**Exercise brief**
Format the stretch of entries from the line containing "Target: rocky cliff" through the end of the entries as a numbered list, leaving out any blank lines.

**Part of a data file**
--- start ---
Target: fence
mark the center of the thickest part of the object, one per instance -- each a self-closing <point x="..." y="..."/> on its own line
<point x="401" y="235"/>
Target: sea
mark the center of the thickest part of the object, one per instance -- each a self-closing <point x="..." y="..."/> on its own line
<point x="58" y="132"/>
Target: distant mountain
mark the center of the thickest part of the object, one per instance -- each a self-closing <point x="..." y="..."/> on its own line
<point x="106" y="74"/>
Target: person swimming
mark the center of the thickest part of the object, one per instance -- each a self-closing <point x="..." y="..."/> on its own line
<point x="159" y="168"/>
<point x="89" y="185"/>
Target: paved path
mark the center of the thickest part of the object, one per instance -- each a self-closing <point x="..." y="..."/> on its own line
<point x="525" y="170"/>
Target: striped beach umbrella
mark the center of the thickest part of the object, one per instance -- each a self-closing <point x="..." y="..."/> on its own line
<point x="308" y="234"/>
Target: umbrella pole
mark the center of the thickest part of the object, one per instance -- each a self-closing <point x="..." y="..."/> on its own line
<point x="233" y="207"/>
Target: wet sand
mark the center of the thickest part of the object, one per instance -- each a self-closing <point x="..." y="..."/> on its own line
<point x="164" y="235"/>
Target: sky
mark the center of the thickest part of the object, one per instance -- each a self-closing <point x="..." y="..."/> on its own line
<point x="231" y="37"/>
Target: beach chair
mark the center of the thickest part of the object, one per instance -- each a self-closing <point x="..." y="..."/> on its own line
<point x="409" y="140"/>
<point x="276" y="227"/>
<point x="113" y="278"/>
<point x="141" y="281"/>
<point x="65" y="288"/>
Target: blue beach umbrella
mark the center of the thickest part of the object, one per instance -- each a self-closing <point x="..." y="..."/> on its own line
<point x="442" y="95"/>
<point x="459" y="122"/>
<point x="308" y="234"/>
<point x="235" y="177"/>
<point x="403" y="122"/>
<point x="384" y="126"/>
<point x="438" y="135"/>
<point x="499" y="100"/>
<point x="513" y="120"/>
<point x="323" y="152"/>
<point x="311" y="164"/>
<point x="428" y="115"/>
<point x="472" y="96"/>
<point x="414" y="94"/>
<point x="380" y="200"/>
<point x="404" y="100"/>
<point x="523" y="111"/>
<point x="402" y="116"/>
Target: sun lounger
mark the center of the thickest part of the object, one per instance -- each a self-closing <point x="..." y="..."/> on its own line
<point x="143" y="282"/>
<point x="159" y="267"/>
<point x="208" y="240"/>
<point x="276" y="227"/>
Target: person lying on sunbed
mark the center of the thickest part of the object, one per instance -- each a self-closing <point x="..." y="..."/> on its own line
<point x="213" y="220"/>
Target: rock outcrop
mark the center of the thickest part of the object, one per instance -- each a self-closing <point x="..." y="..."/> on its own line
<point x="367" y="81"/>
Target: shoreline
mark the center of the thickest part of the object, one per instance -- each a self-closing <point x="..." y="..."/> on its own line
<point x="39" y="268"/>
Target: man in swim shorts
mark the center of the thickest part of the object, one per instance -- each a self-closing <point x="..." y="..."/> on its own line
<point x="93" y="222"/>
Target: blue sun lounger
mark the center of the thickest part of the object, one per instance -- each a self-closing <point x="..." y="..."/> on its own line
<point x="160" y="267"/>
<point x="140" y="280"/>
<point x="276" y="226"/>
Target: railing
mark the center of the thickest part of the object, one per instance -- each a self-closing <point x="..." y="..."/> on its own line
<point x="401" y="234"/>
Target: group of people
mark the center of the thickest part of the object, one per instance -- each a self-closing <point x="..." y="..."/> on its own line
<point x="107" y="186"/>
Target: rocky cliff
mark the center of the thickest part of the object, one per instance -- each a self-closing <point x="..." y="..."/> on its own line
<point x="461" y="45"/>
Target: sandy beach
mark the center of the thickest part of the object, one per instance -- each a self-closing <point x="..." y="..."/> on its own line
--- end ---
**Problem solution**
1. Target: rocky cliff
2. mark the center of the thickest part of the object, one per instance -- each a self-closing <point x="..." y="..."/> on its own line
3. <point x="461" y="45"/>
4. Target: sandy beach
5. mark the center of the thickest part of the object, one per instance -- each a self-closing <point x="..." y="..."/> on its own line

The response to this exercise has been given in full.